* **PAGE TEXT**
In the operating room: Yemen, Day 15

School is out for the summer in Yemen, but the cholera outbreak and ongoing civil war show no signs of slowing down. Anesthesiologist Kariantti blogs from Khameer...


Schools have ended for the holidays in Yemen, which is good - because now we can use a school nearby as a Cholera Treatment Center.

Yes, you guessed it, there is no sign of the cholera epidemic slowing down. Quite the opposite.
So far we have received 216 patients altogether, many of them arriving in a state of shock.
We are constantly in shortage of beds for them, but now in the school we will have up to 100 beds. This will be a great improvement, but it has taken a lot of resources and meant long nights for the team working on it.
But we still have a long way until the school will be ready to receive cholera patients. For now we will have to make do with tents.

Child patients

Days are getting slower in the operating theatre, and the intensive care unit was even empty for a few hours.
It seems that people are perhaps avoiding the hospital in fear of cholera. But yesterday it all changed.
We received three new patients with gunshot wounds, most of them children.
One was a seven-year-old girl, shot in the abdomen. She was operated last night and she had multiple perforations in the bowel, which Dr. Ali was able to close.

* **WORK TO BE COMPLETED**
Reproduce the entire blog post about the operating room in Yemen, word for word. Rely only on the Yemen operating room blog text to complete the work.

* **DATA SHOWN**

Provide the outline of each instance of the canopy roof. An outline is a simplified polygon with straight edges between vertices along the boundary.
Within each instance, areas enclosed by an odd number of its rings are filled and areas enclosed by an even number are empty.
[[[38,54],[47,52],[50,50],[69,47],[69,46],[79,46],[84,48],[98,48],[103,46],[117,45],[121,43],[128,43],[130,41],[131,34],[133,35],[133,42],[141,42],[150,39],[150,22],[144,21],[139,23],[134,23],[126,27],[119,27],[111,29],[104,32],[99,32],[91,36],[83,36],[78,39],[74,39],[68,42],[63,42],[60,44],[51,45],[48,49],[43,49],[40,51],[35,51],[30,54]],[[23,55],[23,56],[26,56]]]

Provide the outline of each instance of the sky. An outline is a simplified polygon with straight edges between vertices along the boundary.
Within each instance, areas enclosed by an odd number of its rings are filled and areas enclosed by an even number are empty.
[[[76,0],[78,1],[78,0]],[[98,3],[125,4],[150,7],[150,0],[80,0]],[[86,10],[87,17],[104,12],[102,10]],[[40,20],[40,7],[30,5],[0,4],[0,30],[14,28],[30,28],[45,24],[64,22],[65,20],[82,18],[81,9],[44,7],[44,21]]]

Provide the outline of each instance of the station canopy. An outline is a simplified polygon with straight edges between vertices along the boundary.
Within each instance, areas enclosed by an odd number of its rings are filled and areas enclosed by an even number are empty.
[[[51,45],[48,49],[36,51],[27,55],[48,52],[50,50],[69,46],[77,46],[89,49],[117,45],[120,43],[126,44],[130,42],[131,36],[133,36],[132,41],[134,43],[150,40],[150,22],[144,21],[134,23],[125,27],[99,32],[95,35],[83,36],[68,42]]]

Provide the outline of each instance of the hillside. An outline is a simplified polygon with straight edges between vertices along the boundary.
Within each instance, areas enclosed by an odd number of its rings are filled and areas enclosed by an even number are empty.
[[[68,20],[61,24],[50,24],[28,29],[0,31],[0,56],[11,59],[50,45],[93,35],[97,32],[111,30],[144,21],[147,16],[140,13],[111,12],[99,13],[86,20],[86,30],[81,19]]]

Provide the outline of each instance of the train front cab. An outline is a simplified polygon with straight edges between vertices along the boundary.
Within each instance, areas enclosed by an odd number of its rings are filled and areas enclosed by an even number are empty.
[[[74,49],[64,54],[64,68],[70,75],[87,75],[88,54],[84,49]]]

* **WRITTEN ANSWER**
In the operating room: Yemen, Day 15

School is out for the summer in Yemen, but the cholera outbreak and ongoing civil war show no signs of slowing down. Anesthesiologist Kariantti blogs from Khameer...


Schools have ended for the holidays in Yemen, which is good - because now we can use a school nearby as a Cholera Treatment Center.

Yes, you guessed it, there is no sign of the cholera epidemic slowing down. Quite the opposite.
So far we have received 216 patients altogether, many of them arriving in a state of shock.
We are constantly in shortage of beds for them, but now in the school we will have up to 100 beds. This will be a great improvement, but it has taken a lot of resources and meant long nights for the team working on it.
But we still have a long way until the school will be ready to receive cholera patients. For now we will have to make do with tents.

Child patients

Days are getting slower in the operating theatre, and the intensive care unit was even empty for a few hours.
It seems that people are perhaps avoiding the hospital in fear of cholera. But yesterday it all changed.
We received three new patients with gunshot wounds, most of them children.
One was a seven-year-old girl, shot in the abdomen. She was operated last night and she had multiple perforations in the bowel, which Dr. Ali was able to close.